Provided passage:
▼

Owing your own home is a part of the American Dream, right? Well, maybe not anymore. For roughly the last decade – when prices were tabulated over the long-term – buying a home in the US was more than a decent investment. Home prices crashed during the Great Recession and mortgages rates hit record lows. But that trend may have run its course.
That said, home prices have thus far proved rather resilient, despite the pandemic, with one report putting the median monthly cost in the first quarter of 2020 for owning a home at US$1,584 – or 29 percent of the national median income. The median cost for renters was only slightly behind that at US$1,391, representing 25 percent of the national medium income.
Has that stagnation ended? Will the relative stability of housing prices in 2020 extend much further? There are reasons to suspect it has ended and will not be much extended.
National and global instability has been – to put it mildly – disturbed due to the pandemic, and the longer-term reverberations of the many future unknowns are, of course, unpredictable. But there are hints at where things are heading. Stats from May 2020 show a near 15 percent jump among people looking to sell their homes, while the number of apartments and houses for rent remained mostly unchanged. Job insecurity and other financial concerns are among the most probable factors in increasing home sales. More homes for sale and on sale might present a good opportunity for some to grab that dream house at a discount, but for a good majority, buying a new home over the next few years is a risky gamble.
There is little solid evidence that rental prices have reduced much over the last year in major US cities, but it stands to reason that an uptick in homes for sale may not translate to more homes sold. Should this prove to be the case, such a trend would point to more “for sale” properties eventually being put on the market for rent, which would almost certainly drive down rent prices, creating a renter’s market.
“You can’t eat a home at 65,” goes one argument; and younger people do appear to be questioning the logic of taking on the large burdens of a mortgage, responsibility for upkeep, property taxes and other commitments connected to purchasing a home. In short, it comes down to personal needs. If the desire is for investment, buying a home might be the best choice, but if there are not financial aspects involved, renting is likely the better option.
When asked, many millennials and young people noted that renting also allows for greater freedom of movement. Should a work opportunity arise half-way across the county, a renter only needs to give notice as stipulated in a rental contract; a freedom obviously not afforded to home owners.

▲

Continue the passage on renting versus buying a home in the US, starting after its final sentence. Nothing in the items that follow is required for working with the passage above.

Data section:

▼

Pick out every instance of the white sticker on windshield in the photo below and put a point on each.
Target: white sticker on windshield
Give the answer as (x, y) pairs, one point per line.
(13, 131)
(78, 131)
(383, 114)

▲
▼

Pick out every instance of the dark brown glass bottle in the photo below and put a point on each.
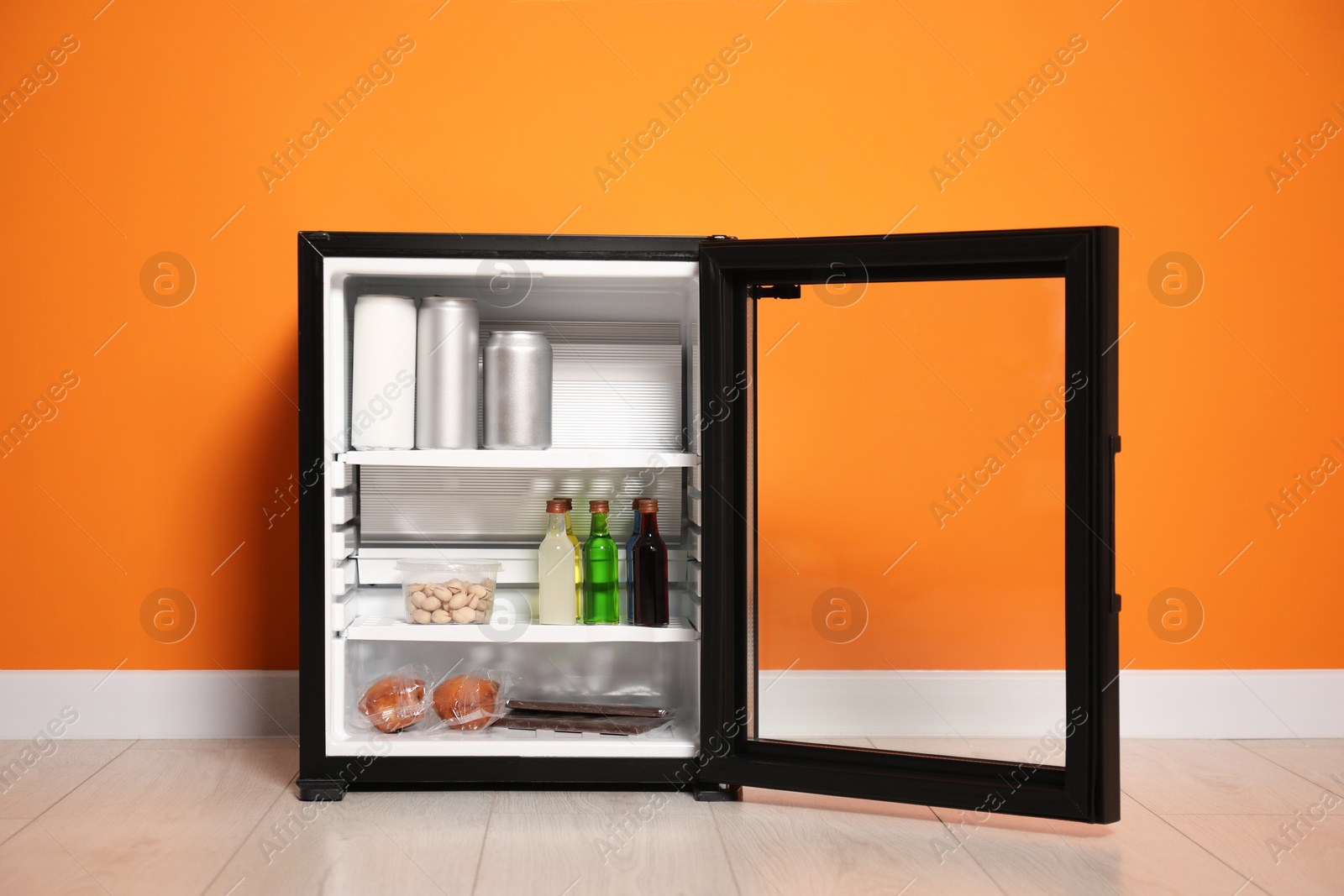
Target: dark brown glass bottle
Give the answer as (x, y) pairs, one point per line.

▲
▼

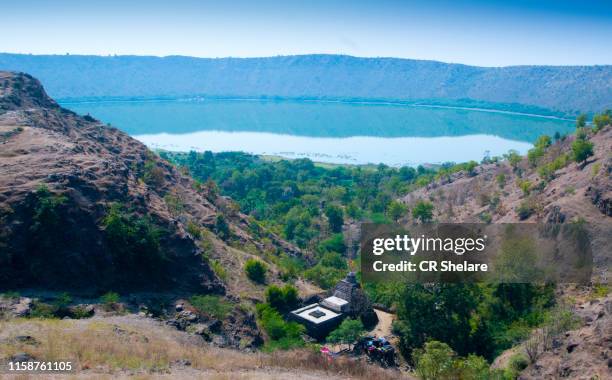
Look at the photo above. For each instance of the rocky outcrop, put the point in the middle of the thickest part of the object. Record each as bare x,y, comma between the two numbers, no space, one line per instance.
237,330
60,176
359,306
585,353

▲

Answer to the problem:
Technology, robotics, and other “futuristic” factors do point to 2020-2030 being a turbid decade with regard to employment and concerns voiced by younger adults seem more than valid. This signals that moving could become relatively frequent in coming years. The New York Times cited a survey that showed some three percent of 9,600 respondents moved residences since the coronavirus outbreak began.
Moving companies – click here for a host of moving-related info – are already ahead of the curve and have begun adapting by offering more personalized services as competition in the industry increases. This tightening should affect most if not all aspects of moving and renting, from more flexible “rent out just the basement” deals to bargains on moving service packages.
Regional differences are significant and what’s true in Broward County, Florida is the opposite in Montgomery County, Alabama. But instability favors the option that provides more options, and renting certainly comes out on top when it comes to options.
While moving homes in the midst of a pandemic might not sound like an attractive proposition, for many it will become or has become a necessity. The non-profit Brookings Institution noted the current climate is creating “two potentially conflicting forces tugging at real estate markets.” If people believe they are likely to be stuck indoors for long periods, some may opt to move into larger homes; but perhaps more likely is a second scenario: uncertainty and economic contraction could force people to downsize.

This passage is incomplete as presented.